◆ Problem statement ◆
Go through the entries below and copy each line that contains the word "trident".

◆ Given records ◆
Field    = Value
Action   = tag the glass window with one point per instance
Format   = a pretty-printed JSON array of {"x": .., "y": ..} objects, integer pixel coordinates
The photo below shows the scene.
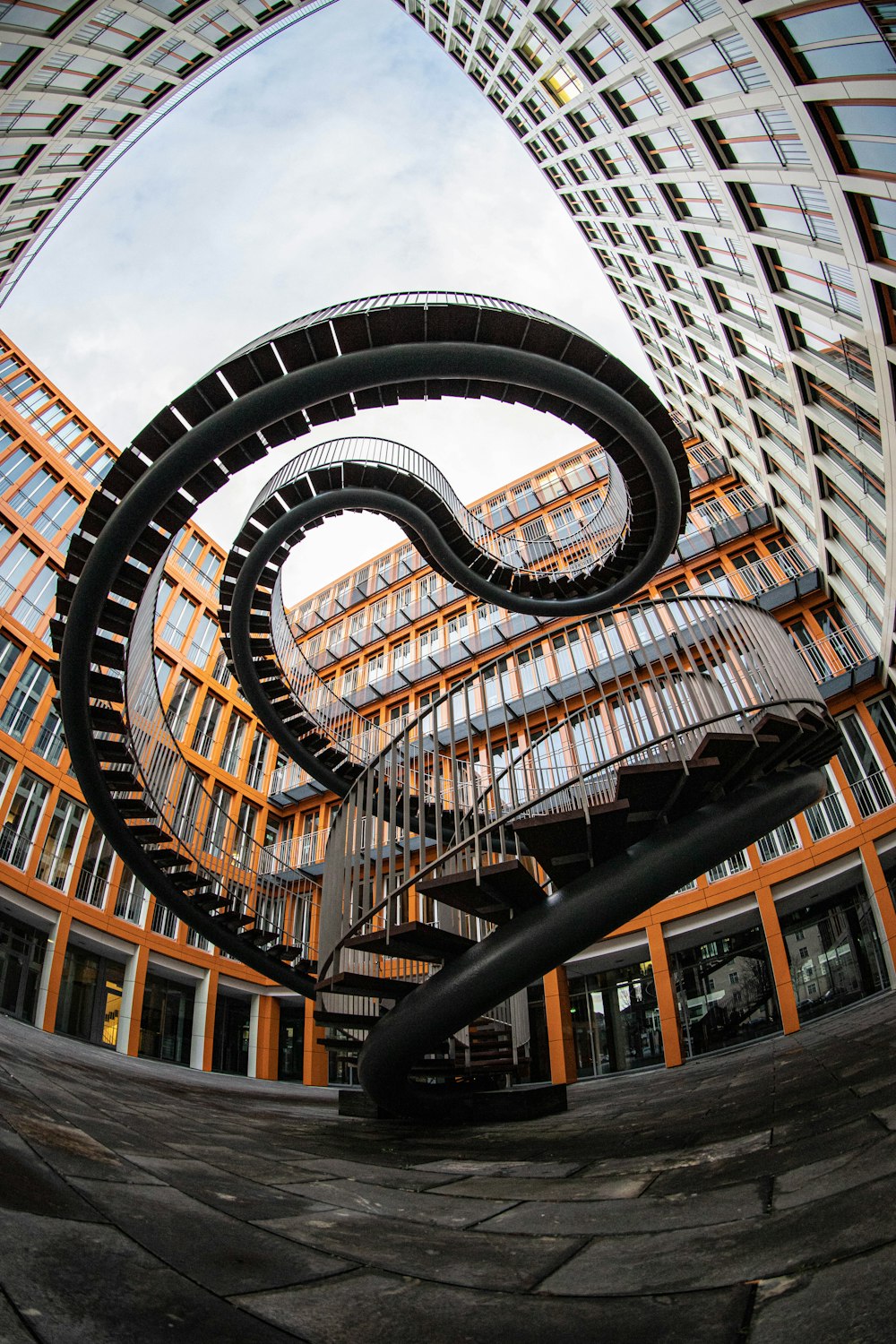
[
  {"x": 616, "y": 1021},
  {"x": 863, "y": 134},
  {"x": 56, "y": 857},
  {"x": 23, "y": 817},
  {"x": 8, "y": 655},
  {"x": 866, "y": 779},
  {"x": 35, "y": 601},
  {"x": 858, "y": 421},
  {"x": 637, "y": 99},
  {"x": 723, "y": 66},
  {"x": 726, "y": 991},
  {"x": 788, "y": 210},
  {"x": 24, "y": 699},
  {"x": 844, "y": 352},
  {"x": 203, "y": 642},
  {"x": 96, "y": 870},
  {"x": 13, "y": 567},
  {"x": 877, "y": 217},
  {"x": 821, "y": 281},
  {"x": 207, "y": 725},
  {"x": 182, "y": 703},
  {"x": 834, "y": 953},
  {"x": 167, "y": 1021},
  {"x": 756, "y": 137},
  {"x": 836, "y": 42},
  {"x": 659, "y": 19},
  {"x": 233, "y": 746},
  {"x": 218, "y": 824}
]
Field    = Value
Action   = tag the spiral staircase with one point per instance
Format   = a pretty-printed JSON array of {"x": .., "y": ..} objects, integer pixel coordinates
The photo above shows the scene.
[{"x": 525, "y": 812}]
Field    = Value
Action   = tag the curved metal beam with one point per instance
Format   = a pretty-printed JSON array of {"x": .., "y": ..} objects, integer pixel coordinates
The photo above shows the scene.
[{"x": 532, "y": 943}]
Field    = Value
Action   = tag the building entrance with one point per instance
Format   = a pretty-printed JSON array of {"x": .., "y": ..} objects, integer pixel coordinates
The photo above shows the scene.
[{"x": 90, "y": 997}]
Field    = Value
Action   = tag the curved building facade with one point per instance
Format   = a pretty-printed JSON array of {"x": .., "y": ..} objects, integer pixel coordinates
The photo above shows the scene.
[
  {"x": 732, "y": 169},
  {"x": 798, "y": 925}
]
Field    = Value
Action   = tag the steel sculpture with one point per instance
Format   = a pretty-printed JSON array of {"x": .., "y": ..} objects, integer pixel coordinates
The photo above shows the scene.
[{"x": 517, "y": 863}]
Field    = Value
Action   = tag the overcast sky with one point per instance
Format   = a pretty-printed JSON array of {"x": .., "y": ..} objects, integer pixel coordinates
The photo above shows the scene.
[{"x": 349, "y": 156}]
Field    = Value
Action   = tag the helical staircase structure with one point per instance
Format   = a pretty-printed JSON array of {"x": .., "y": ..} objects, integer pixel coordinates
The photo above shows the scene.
[{"x": 530, "y": 809}]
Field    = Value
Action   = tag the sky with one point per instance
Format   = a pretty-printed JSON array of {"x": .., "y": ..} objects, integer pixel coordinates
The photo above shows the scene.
[{"x": 347, "y": 156}]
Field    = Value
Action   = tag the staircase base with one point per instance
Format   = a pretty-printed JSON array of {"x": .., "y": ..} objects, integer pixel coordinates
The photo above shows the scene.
[{"x": 530, "y": 1101}]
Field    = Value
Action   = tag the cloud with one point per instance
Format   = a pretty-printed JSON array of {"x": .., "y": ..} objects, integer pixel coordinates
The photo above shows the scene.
[{"x": 344, "y": 158}]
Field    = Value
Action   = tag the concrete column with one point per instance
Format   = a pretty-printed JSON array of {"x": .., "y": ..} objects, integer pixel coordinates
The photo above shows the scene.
[
  {"x": 560, "y": 1040},
  {"x": 669, "y": 1023},
  {"x": 778, "y": 959},
  {"x": 263, "y": 1037},
  {"x": 51, "y": 973},
  {"x": 132, "y": 1002},
  {"x": 203, "y": 1032},
  {"x": 314, "y": 1064}
]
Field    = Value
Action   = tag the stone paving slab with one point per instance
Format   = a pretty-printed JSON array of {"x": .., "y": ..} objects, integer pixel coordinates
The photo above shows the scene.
[
  {"x": 845, "y": 1172},
  {"x": 754, "y": 1191},
  {"x": 370, "y": 1308},
  {"x": 217, "y": 1252},
  {"x": 13, "y": 1331},
  {"x": 745, "y": 1252},
  {"x": 29, "y": 1185},
  {"x": 465, "y": 1258},
  {"x": 633, "y": 1215},
  {"x": 234, "y": 1195},
  {"x": 473, "y": 1167},
  {"x": 849, "y": 1303},
  {"x": 546, "y": 1188},
  {"x": 398, "y": 1177},
  {"x": 50, "y": 1271},
  {"x": 435, "y": 1210}
]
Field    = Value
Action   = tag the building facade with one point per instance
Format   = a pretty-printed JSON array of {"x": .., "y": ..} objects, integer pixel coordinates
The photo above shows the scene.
[
  {"x": 798, "y": 925},
  {"x": 732, "y": 168}
]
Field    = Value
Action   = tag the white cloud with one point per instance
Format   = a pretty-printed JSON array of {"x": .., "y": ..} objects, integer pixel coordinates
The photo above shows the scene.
[{"x": 347, "y": 156}]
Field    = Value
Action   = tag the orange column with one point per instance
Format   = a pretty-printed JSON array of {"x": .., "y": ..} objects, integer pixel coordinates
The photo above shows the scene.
[
  {"x": 778, "y": 959},
  {"x": 560, "y": 1043},
  {"x": 316, "y": 1064},
  {"x": 882, "y": 895},
  {"x": 266, "y": 1023},
  {"x": 669, "y": 1024},
  {"x": 51, "y": 978}
]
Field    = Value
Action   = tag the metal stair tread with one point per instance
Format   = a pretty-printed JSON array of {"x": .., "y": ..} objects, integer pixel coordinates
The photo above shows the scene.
[
  {"x": 501, "y": 889},
  {"x": 414, "y": 941}
]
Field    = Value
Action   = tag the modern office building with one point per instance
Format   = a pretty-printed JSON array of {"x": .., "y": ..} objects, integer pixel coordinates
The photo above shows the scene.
[
  {"x": 797, "y": 925},
  {"x": 731, "y": 167}
]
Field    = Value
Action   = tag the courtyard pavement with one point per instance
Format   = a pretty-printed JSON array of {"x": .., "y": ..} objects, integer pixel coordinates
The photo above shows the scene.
[{"x": 750, "y": 1198}]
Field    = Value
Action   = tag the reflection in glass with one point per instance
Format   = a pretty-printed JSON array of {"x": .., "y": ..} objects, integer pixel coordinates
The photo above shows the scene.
[
  {"x": 834, "y": 953},
  {"x": 726, "y": 992},
  {"x": 616, "y": 1021}
]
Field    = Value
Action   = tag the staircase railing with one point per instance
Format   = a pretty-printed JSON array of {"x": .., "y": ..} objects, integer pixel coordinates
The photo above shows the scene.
[{"x": 646, "y": 685}]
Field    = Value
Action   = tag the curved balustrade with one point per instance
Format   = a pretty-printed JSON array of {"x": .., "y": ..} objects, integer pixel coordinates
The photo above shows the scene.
[
  {"x": 237, "y": 878},
  {"x": 667, "y": 712},
  {"x": 532, "y": 808},
  {"x": 320, "y": 368}
]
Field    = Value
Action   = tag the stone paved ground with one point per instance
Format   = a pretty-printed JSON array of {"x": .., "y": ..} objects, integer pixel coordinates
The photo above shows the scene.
[{"x": 745, "y": 1198}]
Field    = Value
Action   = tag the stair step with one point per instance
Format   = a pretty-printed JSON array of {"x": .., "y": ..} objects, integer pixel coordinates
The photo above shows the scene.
[
  {"x": 649, "y": 787},
  {"x": 414, "y": 941},
  {"x": 564, "y": 841},
  {"x": 371, "y": 986},
  {"x": 503, "y": 887}
]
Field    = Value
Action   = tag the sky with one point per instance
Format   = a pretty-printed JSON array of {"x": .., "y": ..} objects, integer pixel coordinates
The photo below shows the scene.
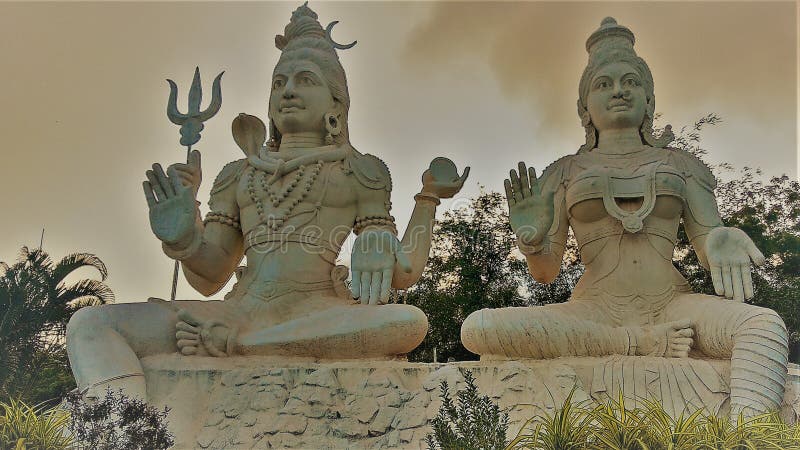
[{"x": 83, "y": 97}]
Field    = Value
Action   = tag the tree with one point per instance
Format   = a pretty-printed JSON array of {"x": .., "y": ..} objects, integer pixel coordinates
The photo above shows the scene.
[
  {"x": 117, "y": 422},
  {"x": 471, "y": 267},
  {"x": 35, "y": 305}
]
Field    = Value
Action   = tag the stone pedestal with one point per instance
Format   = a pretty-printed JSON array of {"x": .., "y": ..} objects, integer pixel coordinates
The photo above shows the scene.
[{"x": 265, "y": 403}]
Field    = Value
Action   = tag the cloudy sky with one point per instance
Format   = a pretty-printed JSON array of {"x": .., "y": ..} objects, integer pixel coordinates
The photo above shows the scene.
[{"x": 83, "y": 97}]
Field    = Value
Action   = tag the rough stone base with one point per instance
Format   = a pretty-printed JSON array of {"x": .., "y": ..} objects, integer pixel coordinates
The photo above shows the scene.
[{"x": 265, "y": 403}]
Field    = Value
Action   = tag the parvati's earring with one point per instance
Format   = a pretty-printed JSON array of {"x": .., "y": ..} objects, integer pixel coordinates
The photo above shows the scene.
[{"x": 333, "y": 126}]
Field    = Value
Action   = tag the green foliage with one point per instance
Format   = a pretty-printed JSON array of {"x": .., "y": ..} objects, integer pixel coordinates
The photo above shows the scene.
[
  {"x": 33, "y": 428},
  {"x": 471, "y": 267},
  {"x": 117, "y": 422},
  {"x": 35, "y": 306},
  {"x": 569, "y": 428},
  {"x": 769, "y": 212},
  {"x": 611, "y": 426},
  {"x": 474, "y": 265},
  {"x": 473, "y": 422}
]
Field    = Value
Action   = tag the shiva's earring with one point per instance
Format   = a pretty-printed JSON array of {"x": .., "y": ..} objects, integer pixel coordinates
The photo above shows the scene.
[{"x": 332, "y": 126}]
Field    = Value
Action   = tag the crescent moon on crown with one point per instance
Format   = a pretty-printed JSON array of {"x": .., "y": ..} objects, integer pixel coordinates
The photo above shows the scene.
[{"x": 335, "y": 44}]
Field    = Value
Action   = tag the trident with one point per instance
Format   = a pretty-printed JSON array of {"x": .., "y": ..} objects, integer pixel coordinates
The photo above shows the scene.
[{"x": 191, "y": 124}]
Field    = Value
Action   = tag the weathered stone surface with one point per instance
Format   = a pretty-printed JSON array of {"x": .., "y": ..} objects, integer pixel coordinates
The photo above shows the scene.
[{"x": 379, "y": 404}]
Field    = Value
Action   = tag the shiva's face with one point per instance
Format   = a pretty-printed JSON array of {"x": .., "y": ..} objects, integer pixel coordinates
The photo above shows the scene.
[
  {"x": 300, "y": 98},
  {"x": 617, "y": 99}
]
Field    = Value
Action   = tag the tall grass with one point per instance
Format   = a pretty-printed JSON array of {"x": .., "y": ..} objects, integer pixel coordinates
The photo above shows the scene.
[
  {"x": 612, "y": 426},
  {"x": 24, "y": 427}
]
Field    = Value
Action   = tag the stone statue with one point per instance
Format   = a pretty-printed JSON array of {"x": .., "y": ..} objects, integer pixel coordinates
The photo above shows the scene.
[
  {"x": 624, "y": 195},
  {"x": 288, "y": 206}
]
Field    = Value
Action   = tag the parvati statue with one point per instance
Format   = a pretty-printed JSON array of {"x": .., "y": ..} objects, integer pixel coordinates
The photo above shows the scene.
[
  {"x": 624, "y": 195},
  {"x": 288, "y": 207}
]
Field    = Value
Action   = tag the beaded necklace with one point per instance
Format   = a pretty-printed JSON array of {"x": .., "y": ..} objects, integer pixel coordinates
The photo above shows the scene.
[{"x": 283, "y": 200}]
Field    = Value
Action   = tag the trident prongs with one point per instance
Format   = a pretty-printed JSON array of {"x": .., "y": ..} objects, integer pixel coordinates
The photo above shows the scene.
[{"x": 192, "y": 122}]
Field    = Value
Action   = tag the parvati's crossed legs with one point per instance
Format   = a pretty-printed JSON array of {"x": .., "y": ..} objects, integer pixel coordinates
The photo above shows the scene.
[
  {"x": 753, "y": 338},
  {"x": 562, "y": 330}
]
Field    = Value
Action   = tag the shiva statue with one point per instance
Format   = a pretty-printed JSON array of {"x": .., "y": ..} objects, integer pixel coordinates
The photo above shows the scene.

◆ Answer in full ◆
Action   = tag the trident with one point per instance
Action   = tag the trident prongs with one point per instance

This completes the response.